Par Mansour Ndiaye, Expert en agroforesterie
Directeur exécutif d’Afrique Verte et Fertile-Sénégal (AVF-Sn)
Au Sénégal, les signes d’alerte sont partout : dégradation massive des terres, raréfaction des forêts, perturbations climatiques accrues, baisse de la fertilité des sols, effondrement de la productivité agricole. Ce n’est plus un constat issu de rapports techniques ou d’analyses en laboratoire. Il suffit de parcourir nos terroirs, du nord au sud, jusque dans des zones jadis verdoyantes comme la Casamance, pour voir la gravité de la situation.
Face à ce tableau sombre, il est impératif de changer radicalement de cap. Les solutions ponctuelles, les politiques agricoles de surface ou les interventions isolées ne suffisent plus. Ce qu’il faut aujourd’hui, c’est une approche systémique, ancrée dans une vision durable, portée par une volonté politique forte et construite avec les acteurs de terrain.
L’agroforesterie apparaît aujourd’hui comme l’option la plus crédible et la plus efficace pour inverser la tendance. Elle permet de restaurer les sols, de reconstituer la biodiversité, d’améliorer la disponibilité en eau, de sécuriser les moyens d’existence des communautés rurales et de s’adapter aux effets du changement climatique. Et contrairement à certaines idées reçues, ses résultats peuvent être visibles à très court terme.

◆ ◆ ◆

--- Consigne ---
Poursuivez la tribune sur l’agroforesterie au Sénégal à partir de sa dernière phrase.

--- Données à analyser ---
◆ ◆ ◆

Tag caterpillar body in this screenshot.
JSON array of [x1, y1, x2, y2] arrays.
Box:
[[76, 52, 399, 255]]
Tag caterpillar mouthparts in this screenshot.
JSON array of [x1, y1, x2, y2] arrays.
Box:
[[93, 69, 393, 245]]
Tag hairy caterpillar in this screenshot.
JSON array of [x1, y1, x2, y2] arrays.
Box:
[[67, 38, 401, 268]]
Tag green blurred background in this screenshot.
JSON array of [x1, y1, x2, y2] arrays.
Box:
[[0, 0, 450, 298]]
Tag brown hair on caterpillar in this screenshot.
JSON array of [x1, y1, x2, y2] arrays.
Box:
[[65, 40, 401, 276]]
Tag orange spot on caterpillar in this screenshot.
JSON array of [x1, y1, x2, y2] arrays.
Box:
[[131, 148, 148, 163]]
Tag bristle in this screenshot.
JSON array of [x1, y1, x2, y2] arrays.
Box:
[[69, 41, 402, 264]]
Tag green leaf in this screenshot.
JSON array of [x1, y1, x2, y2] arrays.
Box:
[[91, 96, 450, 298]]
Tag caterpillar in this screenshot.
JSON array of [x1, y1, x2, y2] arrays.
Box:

◆ ◆ ◆

--- Résultat ---
L’exemple du Cajanus cajan, communément appelé bois d’Angole, en est la preuve. En moins de cinq mois, cette espèce offre à la fois du bois, du fourrage pour le bétail, des fruits, des feuilles utilisables pour l’alimentation et surtout une capacité de restauration rapide de la fertilité des sols. Elle répond ainsi aux besoins immédiats des producteurs qui, aujourd’hui, n’ont plus le luxe d’attendre plusieurs années pour espérer des résultats.
Un changement de mentalité nécessaire
Pourtant, malgré les expérimentations réussies, la réticence au changement demeure. Le paysan sénégalais, souvent laissé à lui-même, manque d’accompagnement technique, de formation adaptée, de suivi. L’État, de son côté, agit souvent par à-coups, sans vision de long terme. Nous menons des actions d’éclat sans transformation structurelle. Il est temps d’oser une réforme en profondeur du conseil agricole, fondée sur l’agroécologie, la recherche appliquée, et la valorisation des savoirs locaux.
Nous devons repenser nos modèles d’agriculture. L’agriculture que nous pratiquons aujourd’hui est celle d’hier. Mais le climat, les sols, les dynamiques sociales, eux, ont changé. Nous ne pouvons plus produire comme il y a quarante ans. Il faut évoluer, s’adapter, et surtout, anticiper.
Une combinaison d’espèces à rentabilité différée
La solution passe aussi par un mix intelligent d’espèces végétales. Certaines comme le Cajanus cajan donnent des résultats spectaculaires à court terme. D’autres arbres fértilitaires, ont un effet structurant sur le long terme. Il faut savoir combiner les espèces à croissance rapide avec celles dont l’impact durable est prouvé sur la fertilité, l’humidité et la stabilité des sols.
Il s’agit donc de repenser la restauration des terres non pas comme une opération de boisement ponctuel, mais comme une stratégie intégrée, alliant agriculture, élevage, foresterie, et gestion de l’eau.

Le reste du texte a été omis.